• _Rincian Latihan_: Lanjutkan teks tentang zonasi risiko COVID-19 di Indonesia, dimulai tepat setelah kalimat terakhirnya.

Protokol kesehatan wajib diterapkan secara ketat selama pandemi COVID-19. Status zona hijau bukan berarti daerah itu aman dari Corona. Sebab, zona penyebaran virus memiliki risiko bervariasi.
"Daerah yang dinyatakan zona hijau belum tentu memiliki risiko nol Corona. Meskipun salah satu warnanya adalah hijau, bukan berarti nol. Konteksnya ini pandemi di seluruh dunia. Zona-zona yang ada, termasuk yang hijau memiliki risiko yang bervariasi. Antara merah, oranye, kuning, dan hijau," tegas Juru bicara Satgas Penanganan COVID-19, Wiku Adisasmito di Jakarta, Selasa (25/8).
Dia memaparkan ada 22 kabupaten/kota dengan risiko tinggi. Ada pula 223 kabupaten/kota dengan risiko sedang. Sementara 195 daerah dengan risiko rendah. Terdapat juga 44 daerah yang tidak ada kasus baru serta 30 wilayah yang tidak terdampak COVID-19.
"Pada saat mulai start pencatatan di bulan Mei, jumlah kabupaten/kota yang tidak terdampak jumlahnya cukup banyak. Yakni 102. Sekarang tinggal 30. Ini harus dijaga betul. Karena bentuk negara kita kepulauan. Harapannya daerah-daerah yang tidak terdampak, tetap bisa dijaga," imbuhnya.
Wiku menjelaskan penentuan zonasi didasarkan pada rekomendasi WHO (World Health Organization). "Indonesia membuat zonasi dengan indikator-indikator berdasarkan rekomendasi WHO. Terutama terkait indikator epidemiologi, surveilans kesehatan masyarakat, serta pelayanan kesehatan," ucapnya.
"Semua yang kami sampaikan berdasarkan data yang ada di seluruh wilayah Indonesia, datanya tidak tertukar antara daerah satu dengan daerah yang lainnya. Kita harus percaya pada kemampuan yang ada di seluruh Indonesia dan itulah yang ada. Dan apabila ada yang tidak sesuai, kami tingkatkan kualitasnya secara transparan. Silakan publik mengakses data yang ada dan mempelajarinya agar betul-betul monitoring ini berjalan efektif oleh seluruh pihak Indonesia," imbuhnya.

• _Item yang Diberikan_:
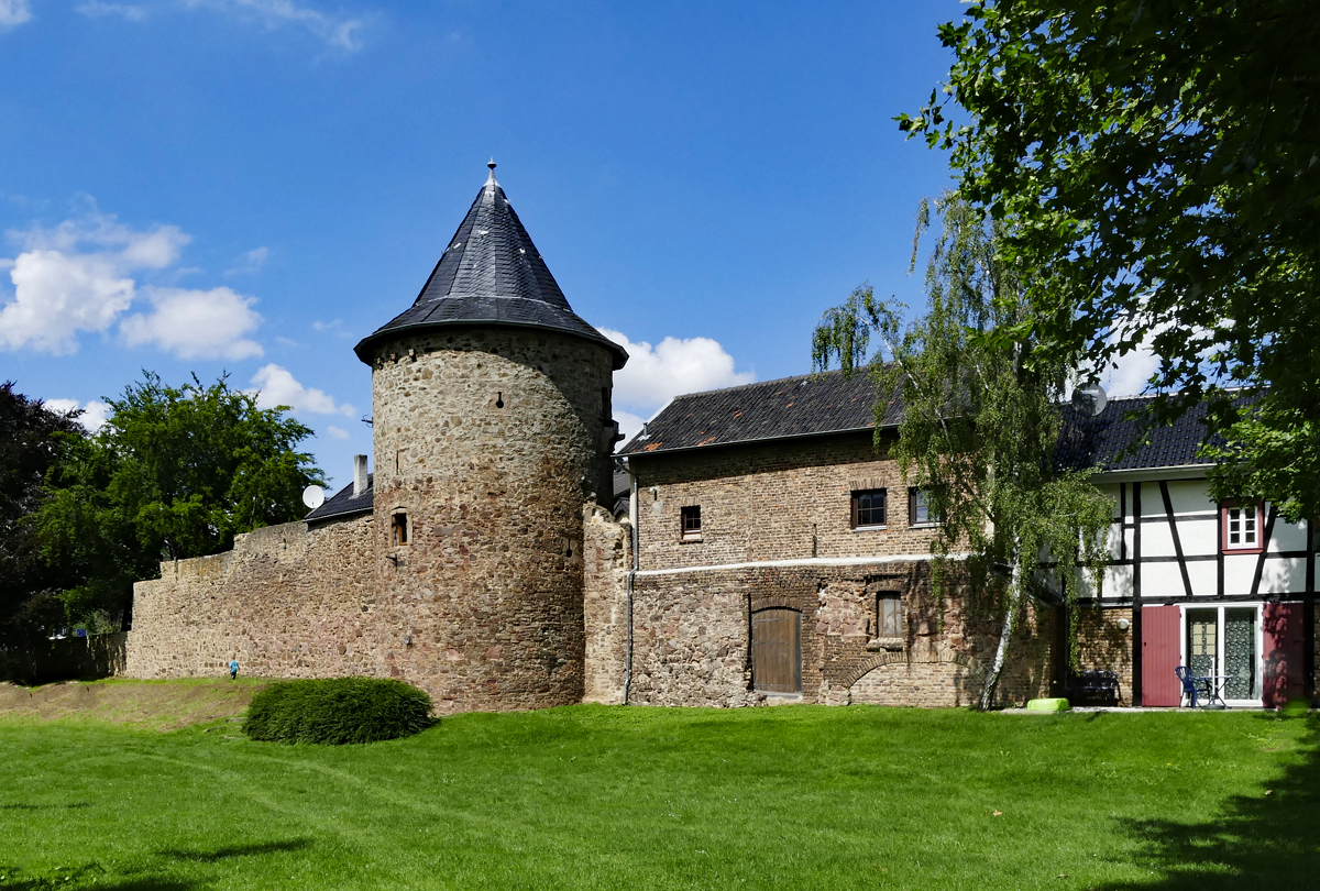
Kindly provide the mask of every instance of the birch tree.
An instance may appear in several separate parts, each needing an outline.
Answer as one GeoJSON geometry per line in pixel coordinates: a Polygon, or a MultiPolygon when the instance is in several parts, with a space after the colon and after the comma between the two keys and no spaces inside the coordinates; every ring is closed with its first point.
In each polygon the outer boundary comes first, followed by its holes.
{"type": "MultiPolygon", "coordinates": [[[[874,378],[876,446],[886,408],[894,399],[903,405],[891,454],[942,520],[932,583],[946,594],[957,579],[995,597],[999,635],[978,700],[985,710],[1027,598],[1048,585],[1072,602],[1082,572],[1098,590],[1113,507],[1092,471],[1055,462],[1071,370],[1032,355],[1023,282],[998,256],[1002,227],[956,194],[933,213],[925,312],[904,323],[904,306],[863,285],[825,313],[812,360],[817,371],[838,362],[845,374],[874,378]]],[[[923,202],[912,268],[931,215],[923,202]]]]}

• _Jawaban Tertulis_:
Hingga kemarin, ada penambahan sebanyak 2.447 kasus positif. Selain itu, kasus sembuh di Indonesia juga mengalami peningkatan. Total kasus sembuh Corona adalah 112.867 orang. Menurutnya, angka kesembuhan itu akan terus diupayakan oleh pemerintah.
Terpisah, Staf Khusus Menteri Keuangan, Yustinus Prastowo mengatakan pemerintah memerlukan adaptasi untuk mempercepat penyerapan dana program pemulihan ekonomi nasional (PEN). Hingga saat ini, penyerapan baru mencapai 25 persen dari alokasi Rp695,2 triliun.
"Kenapa penyerapan PEN ini agak lambat? Ini adalah masa extraordinary. Saya mencoba letakkan kaki di sepatu orang lain, mengukur menurut ukuran yang mereka kerjakan," kata Yustinus dalam webinar terkait ancaman resesi ekonomi di Jakarta, Selasa (25/8).
Pengamat perpajakan itu menuturkan pemerintah harus mengubah dua kali APBN dalam setahun karena pandemi COVID-19 melalui Perpres 54 dan Perpres 72 Tahun 2020 yang keluar susul menyusul dalam periode yang pendek.
"Artinya, pemerintah juga belajar menyesuaikan dan mencoba cepat. Tetapi prosedur tidak bisa serta merta mengikuti kecepatan itu. Karena, ini kan pola yang sudah puluhan tahun. Bukan tidak mungkin, tapi perlu adaptasi," terangnya.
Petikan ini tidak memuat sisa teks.